■ TASK DESCRIPTION:
Reproduce the material below with "vertices" replaced by "corner points" and everything else left unchanged.

■ MATERIALS PROVIDED:
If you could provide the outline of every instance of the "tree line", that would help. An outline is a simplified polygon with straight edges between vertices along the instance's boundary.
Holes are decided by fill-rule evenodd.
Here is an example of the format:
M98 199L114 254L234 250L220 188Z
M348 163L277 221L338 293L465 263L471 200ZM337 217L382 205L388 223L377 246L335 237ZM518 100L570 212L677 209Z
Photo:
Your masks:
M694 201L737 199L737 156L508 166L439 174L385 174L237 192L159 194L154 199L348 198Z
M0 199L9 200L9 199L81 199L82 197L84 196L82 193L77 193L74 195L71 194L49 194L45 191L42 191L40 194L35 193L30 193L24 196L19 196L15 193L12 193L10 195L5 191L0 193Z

■ OUTPUT OF THE TASK:
If you could provide the outline of every instance of the "tree line", that would help. An outline is a simplified polygon with straight edges between corner points along the instance's boundary.
Holes are decided by fill-rule evenodd.
Here is an example of the format:
M98 199L114 254L234 250L220 188Z
M348 163L277 221L338 293L465 263L471 200ZM337 217L382 205L388 223L377 246L335 237ZM518 100L570 212L677 209Z
Photo:
Your masks:
M694 201L737 199L737 156L508 166L439 174L385 174L237 192L159 194L154 199L348 198Z
M0 199L9 200L9 199L81 199L82 197L84 196L82 193L77 193L74 195L71 194L49 194L45 191L42 191L40 194L35 193L30 193L24 196L19 196L15 193L12 193L10 195L5 191L0 193Z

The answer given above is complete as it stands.